Referring expression data
────

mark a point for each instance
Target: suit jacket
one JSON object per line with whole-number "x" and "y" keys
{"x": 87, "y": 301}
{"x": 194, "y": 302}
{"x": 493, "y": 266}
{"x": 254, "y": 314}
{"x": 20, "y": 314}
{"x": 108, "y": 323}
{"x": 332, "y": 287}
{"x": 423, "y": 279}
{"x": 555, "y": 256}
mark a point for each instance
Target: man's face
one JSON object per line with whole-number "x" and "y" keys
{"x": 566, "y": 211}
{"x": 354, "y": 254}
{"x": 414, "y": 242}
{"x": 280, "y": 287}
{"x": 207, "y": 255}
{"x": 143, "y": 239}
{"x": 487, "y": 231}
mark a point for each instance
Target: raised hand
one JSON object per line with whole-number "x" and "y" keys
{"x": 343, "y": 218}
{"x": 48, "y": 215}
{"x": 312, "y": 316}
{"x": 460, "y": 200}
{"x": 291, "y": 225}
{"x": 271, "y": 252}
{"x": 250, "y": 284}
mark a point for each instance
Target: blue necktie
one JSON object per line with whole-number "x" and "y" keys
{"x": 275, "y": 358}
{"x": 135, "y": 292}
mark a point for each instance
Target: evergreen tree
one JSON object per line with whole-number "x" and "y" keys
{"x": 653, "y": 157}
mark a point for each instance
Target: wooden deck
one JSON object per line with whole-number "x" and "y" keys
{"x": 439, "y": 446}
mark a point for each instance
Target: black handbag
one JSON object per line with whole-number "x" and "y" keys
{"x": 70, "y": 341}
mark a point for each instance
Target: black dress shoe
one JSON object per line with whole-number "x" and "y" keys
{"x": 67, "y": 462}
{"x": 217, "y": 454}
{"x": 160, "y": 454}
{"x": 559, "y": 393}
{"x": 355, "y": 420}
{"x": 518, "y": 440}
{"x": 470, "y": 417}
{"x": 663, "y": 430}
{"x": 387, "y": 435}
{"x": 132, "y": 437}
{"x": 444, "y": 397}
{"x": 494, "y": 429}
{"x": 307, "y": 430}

────

Your assignment
Print all of the data exactly as it stands above.

Expected output
mark a point for each instance
Target: suit jacket
one JSON object per line with whole-number "x" and "y" keys
{"x": 87, "y": 301}
{"x": 194, "y": 302}
{"x": 493, "y": 266}
{"x": 254, "y": 314}
{"x": 20, "y": 314}
{"x": 108, "y": 323}
{"x": 332, "y": 287}
{"x": 423, "y": 279}
{"x": 555, "y": 256}
mark a point for each instance
Target: man's face
one JSON object per line with whole-number "x" and "y" keys
{"x": 566, "y": 211}
{"x": 354, "y": 254}
{"x": 414, "y": 242}
{"x": 280, "y": 287}
{"x": 207, "y": 255}
{"x": 143, "y": 239}
{"x": 487, "y": 231}
mark a point for each instance
Target: raised hand
one JSON object per line with whole-number "x" and "y" keys
{"x": 343, "y": 218}
{"x": 48, "y": 215}
{"x": 312, "y": 316}
{"x": 460, "y": 200}
{"x": 291, "y": 225}
{"x": 271, "y": 252}
{"x": 250, "y": 284}
mark a point for each instance
Target: blue necktie
one JSON object per line with whole-number "x" and "y" keys
{"x": 275, "y": 358}
{"x": 135, "y": 292}
mark a point for each instance
Target: evergreen tree
one JSON object per line with whole-number "x" and "y" keys
{"x": 653, "y": 157}
mark a point for each instance
Target: wooden deck
one JSON object per line with whole-number "x" and "y" keys
{"x": 439, "y": 446}
mark a point for each instance
Target: black handbag
one JSON object per line with whole-number "x" and "y" keys
{"x": 70, "y": 341}
mark a point for each instance
Target: black dress shoe
one JSON object per line with whole-number "x" and "y" keys
{"x": 67, "y": 462}
{"x": 217, "y": 454}
{"x": 160, "y": 454}
{"x": 559, "y": 393}
{"x": 355, "y": 420}
{"x": 518, "y": 440}
{"x": 470, "y": 417}
{"x": 663, "y": 430}
{"x": 387, "y": 435}
{"x": 132, "y": 437}
{"x": 444, "y": 397}
{"x": 494, "y": 429}
{"x": 307, "y": 430}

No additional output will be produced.